Start The input

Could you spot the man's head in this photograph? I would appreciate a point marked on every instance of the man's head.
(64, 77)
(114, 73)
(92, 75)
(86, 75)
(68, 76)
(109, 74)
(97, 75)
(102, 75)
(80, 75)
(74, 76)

End The input

*Task requirements*: Rewrite the records with "the man's head" replaced by "the person's head" everywhere it appears, keeping everything else identical.

*Completed exercise*:
Could you spot the person's head in this photograph? I would appreciate a point marked on every instance of the person's head.
(64, 77)
(114, 73)
(92, 75)
(86, 75)
(68, 76)
(109, 74)
(97, 75)
(102, 75)
(80, 75)
(74, 76)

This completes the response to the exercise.